*** Selected extract ***

Last month, I had the opportunity to listen to the renown marriage and family expert Jim Burns. He shared some simple but profound ingredients to effective relationships that inspired me to think differently about my relationships. Since then, I’ve spent some time thinking about the issue.
Below I share what he said.
There are three key ingredients to making a good relationship.
-1) Be Adaptable. American clinical psychologist and co-founder of eHarmony, Dr. Neil Clark Waren, was once asked, “What is the single most important trait of a healthy vibrant relationship?”. Without hesitation, he replied “Adaptability.”
-2) Be positive. Try to be positive. Learned optimism is a thing. There is a book titled, Learned Optimism: How to Change Your Mind and Your Life, on Amazon. You can learn to be positive.
Negativity kills relationships. Ask yourself, 1) what is your negativity pattern? And, 2) What’s your negativity blindspot? Then work to correct both.
-3) Be kind. Kindness is an expression or fruit of love. You cannot say you are showing someone love when you are being unkind to them. You may love them, but if you are being unkind to them, you are not showing it.
Dr. Burns discussed three elements to the kindness challenge. 1) Nix the negatives (Don’t say anything negative). 2) Practice praise on a daily basis. Find something to praise about your partner. 3) Carry out kindness daily to that person. There is a book by that title that has helped many people learn these concepts. The kindness challenge.
Finally, Burns talked about research that showed that to have a good steady relationship, the ratio of positive interactions to negative interactions should be,
5 positive interactions to 1 negative interaction. If you have more negative interactions than that, it will negatively impact the relationship.

*** Provided information ***

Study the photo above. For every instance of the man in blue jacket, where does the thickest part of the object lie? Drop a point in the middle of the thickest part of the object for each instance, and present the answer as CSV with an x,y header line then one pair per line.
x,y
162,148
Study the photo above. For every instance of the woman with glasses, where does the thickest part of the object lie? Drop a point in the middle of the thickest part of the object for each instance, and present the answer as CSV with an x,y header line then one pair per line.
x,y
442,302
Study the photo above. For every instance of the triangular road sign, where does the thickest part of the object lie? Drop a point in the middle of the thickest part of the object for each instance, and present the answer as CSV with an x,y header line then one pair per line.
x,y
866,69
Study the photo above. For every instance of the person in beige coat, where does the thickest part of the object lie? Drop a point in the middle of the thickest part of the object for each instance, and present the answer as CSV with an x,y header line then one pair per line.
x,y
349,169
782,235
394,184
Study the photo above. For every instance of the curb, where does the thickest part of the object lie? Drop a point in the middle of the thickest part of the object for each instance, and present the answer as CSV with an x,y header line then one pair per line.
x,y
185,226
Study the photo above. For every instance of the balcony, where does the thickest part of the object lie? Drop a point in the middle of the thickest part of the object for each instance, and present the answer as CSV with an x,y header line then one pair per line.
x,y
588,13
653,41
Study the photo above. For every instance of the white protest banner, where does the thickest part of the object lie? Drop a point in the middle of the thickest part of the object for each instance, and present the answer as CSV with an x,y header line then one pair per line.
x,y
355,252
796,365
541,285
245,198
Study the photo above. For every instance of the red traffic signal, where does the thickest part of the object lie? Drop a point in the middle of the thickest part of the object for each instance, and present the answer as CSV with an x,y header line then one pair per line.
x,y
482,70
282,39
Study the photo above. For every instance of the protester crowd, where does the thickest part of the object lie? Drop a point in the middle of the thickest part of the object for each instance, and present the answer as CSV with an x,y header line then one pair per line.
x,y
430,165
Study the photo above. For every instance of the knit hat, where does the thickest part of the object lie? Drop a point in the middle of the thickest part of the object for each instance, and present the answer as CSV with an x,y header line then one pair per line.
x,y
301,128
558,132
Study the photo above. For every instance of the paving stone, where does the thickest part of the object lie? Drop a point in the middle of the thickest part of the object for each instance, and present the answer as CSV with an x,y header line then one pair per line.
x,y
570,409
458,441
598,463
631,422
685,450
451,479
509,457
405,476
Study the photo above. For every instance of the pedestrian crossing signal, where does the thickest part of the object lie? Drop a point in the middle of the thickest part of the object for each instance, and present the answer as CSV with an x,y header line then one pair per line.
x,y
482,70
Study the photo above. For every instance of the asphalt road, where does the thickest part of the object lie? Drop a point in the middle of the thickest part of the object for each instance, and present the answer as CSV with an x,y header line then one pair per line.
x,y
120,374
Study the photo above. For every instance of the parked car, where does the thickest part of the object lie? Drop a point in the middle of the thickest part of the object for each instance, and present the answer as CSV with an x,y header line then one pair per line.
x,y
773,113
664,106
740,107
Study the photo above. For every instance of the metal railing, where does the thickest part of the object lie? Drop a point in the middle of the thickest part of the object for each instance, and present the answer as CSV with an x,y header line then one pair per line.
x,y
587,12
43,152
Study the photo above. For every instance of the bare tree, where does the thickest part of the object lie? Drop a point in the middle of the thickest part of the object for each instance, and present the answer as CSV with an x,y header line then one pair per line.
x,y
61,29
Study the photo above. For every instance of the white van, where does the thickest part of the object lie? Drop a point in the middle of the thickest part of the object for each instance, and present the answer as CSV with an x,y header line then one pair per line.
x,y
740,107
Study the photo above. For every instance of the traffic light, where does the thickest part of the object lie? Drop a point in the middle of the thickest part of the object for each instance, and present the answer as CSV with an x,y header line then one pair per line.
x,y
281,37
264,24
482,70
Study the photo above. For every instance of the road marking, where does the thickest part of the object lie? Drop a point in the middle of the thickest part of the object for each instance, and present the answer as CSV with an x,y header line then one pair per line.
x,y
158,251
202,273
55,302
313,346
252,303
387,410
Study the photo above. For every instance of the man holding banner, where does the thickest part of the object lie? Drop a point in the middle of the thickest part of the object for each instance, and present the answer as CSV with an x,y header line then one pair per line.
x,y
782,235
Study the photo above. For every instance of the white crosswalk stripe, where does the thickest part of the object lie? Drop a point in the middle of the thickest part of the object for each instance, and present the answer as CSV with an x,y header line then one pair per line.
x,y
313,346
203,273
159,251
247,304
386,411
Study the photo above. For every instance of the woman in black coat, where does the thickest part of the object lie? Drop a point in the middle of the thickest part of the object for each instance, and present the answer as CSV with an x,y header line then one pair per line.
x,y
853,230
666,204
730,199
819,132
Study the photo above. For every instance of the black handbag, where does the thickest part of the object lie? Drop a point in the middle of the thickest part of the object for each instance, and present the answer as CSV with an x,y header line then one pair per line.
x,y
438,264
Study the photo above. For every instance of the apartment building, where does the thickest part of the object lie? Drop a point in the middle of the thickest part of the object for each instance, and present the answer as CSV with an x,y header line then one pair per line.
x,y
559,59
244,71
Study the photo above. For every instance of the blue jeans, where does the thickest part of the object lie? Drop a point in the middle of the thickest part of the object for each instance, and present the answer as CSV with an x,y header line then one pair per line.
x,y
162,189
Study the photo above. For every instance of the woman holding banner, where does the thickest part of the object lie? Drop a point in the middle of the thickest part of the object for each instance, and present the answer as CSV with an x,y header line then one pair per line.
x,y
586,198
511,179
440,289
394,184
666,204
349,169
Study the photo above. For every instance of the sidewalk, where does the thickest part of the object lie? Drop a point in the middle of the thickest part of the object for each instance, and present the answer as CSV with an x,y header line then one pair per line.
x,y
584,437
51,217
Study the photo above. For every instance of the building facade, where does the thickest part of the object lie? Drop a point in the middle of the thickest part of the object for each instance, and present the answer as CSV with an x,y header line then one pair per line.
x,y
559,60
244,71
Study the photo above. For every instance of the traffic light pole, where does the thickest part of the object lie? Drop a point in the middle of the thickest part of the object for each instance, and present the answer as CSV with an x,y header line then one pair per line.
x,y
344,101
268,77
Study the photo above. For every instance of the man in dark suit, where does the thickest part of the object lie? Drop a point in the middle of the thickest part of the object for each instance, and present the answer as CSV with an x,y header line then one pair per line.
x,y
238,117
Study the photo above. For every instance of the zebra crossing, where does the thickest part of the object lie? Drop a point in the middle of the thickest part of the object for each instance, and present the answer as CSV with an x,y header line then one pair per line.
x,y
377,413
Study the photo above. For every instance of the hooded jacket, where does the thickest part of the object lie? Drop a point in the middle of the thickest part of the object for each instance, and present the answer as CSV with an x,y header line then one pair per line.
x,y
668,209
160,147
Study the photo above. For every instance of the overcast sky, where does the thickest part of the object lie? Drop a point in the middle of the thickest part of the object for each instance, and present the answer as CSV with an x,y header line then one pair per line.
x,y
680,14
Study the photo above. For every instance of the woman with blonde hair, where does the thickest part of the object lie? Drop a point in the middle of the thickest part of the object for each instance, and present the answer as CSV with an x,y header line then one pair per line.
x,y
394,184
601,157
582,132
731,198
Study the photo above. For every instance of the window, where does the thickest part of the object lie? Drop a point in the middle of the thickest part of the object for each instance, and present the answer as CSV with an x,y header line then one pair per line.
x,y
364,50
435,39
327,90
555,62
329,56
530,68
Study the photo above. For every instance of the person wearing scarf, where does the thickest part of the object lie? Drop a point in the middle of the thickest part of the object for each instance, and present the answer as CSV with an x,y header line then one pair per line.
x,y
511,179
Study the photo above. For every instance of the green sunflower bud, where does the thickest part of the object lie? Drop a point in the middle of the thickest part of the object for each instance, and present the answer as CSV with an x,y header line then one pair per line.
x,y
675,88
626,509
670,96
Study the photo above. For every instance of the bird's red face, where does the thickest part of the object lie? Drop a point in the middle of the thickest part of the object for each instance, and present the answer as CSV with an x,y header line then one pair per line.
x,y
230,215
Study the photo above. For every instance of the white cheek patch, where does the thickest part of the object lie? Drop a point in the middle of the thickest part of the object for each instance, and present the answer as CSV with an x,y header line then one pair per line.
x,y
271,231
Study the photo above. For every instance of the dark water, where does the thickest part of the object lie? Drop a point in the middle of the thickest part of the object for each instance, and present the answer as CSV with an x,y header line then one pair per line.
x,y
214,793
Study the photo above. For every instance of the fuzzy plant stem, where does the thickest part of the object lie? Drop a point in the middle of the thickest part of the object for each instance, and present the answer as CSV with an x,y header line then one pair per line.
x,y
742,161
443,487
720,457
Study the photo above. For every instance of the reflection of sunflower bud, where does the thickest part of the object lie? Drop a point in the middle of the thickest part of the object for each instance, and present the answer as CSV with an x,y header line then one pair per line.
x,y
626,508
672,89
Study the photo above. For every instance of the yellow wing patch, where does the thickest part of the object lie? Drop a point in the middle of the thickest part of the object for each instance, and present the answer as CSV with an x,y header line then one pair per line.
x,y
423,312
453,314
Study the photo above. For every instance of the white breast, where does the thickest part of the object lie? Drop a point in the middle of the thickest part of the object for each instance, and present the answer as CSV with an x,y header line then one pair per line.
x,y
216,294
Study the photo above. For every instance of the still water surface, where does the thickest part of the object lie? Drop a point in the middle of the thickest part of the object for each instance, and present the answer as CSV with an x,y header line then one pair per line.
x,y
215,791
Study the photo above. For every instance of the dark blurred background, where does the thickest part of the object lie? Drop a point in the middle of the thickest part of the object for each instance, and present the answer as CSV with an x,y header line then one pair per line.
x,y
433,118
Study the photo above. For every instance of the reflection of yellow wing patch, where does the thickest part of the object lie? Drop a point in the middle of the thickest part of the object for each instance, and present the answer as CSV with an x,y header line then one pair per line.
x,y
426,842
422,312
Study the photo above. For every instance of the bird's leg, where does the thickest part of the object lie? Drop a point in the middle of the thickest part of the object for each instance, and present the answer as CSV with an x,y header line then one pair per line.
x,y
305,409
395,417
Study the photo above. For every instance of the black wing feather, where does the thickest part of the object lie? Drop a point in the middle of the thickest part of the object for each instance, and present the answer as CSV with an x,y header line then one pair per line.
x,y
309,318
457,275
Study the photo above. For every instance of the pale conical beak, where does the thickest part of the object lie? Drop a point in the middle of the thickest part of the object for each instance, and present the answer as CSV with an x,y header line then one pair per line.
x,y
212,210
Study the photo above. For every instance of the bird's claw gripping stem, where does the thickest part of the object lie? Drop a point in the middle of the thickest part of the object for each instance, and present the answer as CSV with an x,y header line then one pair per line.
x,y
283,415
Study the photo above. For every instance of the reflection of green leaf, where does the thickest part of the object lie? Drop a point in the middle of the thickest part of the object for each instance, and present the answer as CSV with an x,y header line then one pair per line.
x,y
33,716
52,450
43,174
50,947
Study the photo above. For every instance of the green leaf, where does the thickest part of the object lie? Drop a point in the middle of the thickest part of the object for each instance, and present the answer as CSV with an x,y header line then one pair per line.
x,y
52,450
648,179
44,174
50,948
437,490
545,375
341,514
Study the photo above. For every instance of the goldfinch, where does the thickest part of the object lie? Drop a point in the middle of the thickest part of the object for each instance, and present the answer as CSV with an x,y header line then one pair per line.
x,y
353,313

***

### Exercise
Continue the piece on the three ingredients of a good relationship, starting after its final sentence about the ratio of positive to negative interactions.

### Exercise result
The same day, by coincidence, I watched a video of a marriage talk by another popular speaker, Dr. Michael Youssef. He talked about the same 3 keys but in different words. He called them: 1) Malleability, 2) Magnanimity, and 3) Maturity. He wanted words that all start with an M.
Here are some key reminders from both talks:
- Real relationships are built on the freedom to disagree.
- In a conflict ask, “Does it really matter“?
- Life is more about perspective than it is about circumstances.
- Do you want to prove you are right or improve your relationship?
- You will never reach your destination if you stop and throw a stone at every dog that barks.
- Be kind and understanding in your relationships.
- Say, “thank you” even if it’s for something that is expected.
- Give respect even when they don’t deserve it.
- Be generous in your relationships.
How to be a great PAL
I learn well with mnemonics, so, I created a mnemonic for remembering these three keys. It’s called PAL. PAL stands for Positive, Adaptable, and Loving-kindness.